Work task: Please give again, exactly and in full, each line from the one holding "of the racket" to the end of the listing.
── Given records
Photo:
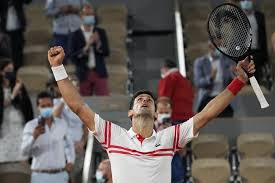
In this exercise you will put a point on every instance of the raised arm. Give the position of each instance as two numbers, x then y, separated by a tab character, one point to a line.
68	91
219	103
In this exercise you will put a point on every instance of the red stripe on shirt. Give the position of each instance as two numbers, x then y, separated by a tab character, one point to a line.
135	151
134	154
105	134
109	135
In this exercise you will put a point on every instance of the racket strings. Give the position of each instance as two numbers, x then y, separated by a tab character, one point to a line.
230	30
────
Your response:
In this exercise you will put a point on every instance of the racket strings. Give the position of each instance as two numbers, x then y, separated by a tab character, one point to a line.
230	30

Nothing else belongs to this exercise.